EXERCISE REQUIREMENTS: Line by line, restate the material word for word, omitting any image.

LISTED RECORDS:
◇ ◇ ◇

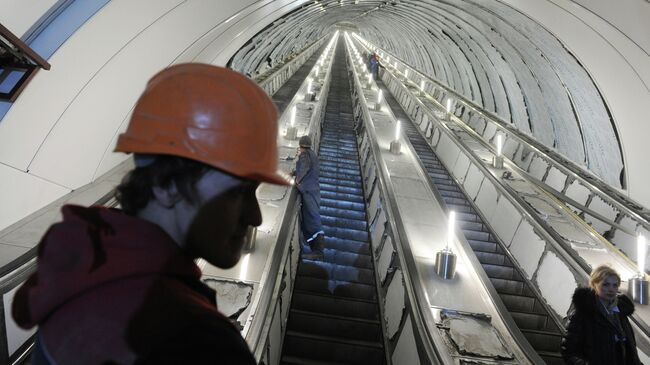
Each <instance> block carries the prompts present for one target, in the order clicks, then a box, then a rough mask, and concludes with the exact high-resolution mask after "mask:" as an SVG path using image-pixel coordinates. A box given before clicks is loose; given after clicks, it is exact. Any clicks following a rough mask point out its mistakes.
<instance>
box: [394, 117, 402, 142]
mask: <svg viewBox="0 0 650 365" xmlns="http://www.w3.org/2000/svg"><path fill="white" fill-rule="evenodd" d="M401 124H402V122H401V121H399V120H398V121H397V123H396V125H395V140H396V141H399V134H400V128H401V126H402V125H401Z"/></svg>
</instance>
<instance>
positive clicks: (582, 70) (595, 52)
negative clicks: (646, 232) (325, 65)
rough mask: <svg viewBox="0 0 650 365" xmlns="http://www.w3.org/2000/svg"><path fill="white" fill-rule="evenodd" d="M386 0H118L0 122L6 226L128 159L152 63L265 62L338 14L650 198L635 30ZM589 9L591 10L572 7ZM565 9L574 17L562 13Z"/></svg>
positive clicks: (531, 9)
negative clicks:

◇ ◇ ◇

SOLVED EXERCISE:
Each <instance> block carries the prompts present for one target, in the order clicks, then a box, then a rough mask, and concludes with the exact high-resolution mask after "mask:" as an SVG path using image-pixel coordinates. A box given before clicks is loose; given after clicks, it is exact. Any clicks following a rough mask point out its mistakes.
<instance>
box: [394, 117, 402, 142]
mask: <svg viewBox="0 0 650 365" xmlns="http://www.w3.org/2000/svg"><path fill="white" fill-rule="evenodd" d="M401 124H402V122H401V121H399V120H398V121H397V123H396V125H395V140H396V141H399V134H400V128H401V126H402V125H401Z"/></svg>
</instance>
<instance>
positive clicks: (582, 70) (595, 52)
negative clicks: (646, 232) (325, 65)
rough mask: <svg viewBox="0 0 650 365" xmlns="http://www.w3.org/2000/svg"><path fill="white" fill-rule="evenodd" d="M386 0H118L0 122L6 226L128 159L152 63L265 62L338 14L650 198L635 30ZM589 9L591 10L572 7ZM565 9L574 17L562 13Z"/></svg>
positive clicks: (531, 9)
negative clicks:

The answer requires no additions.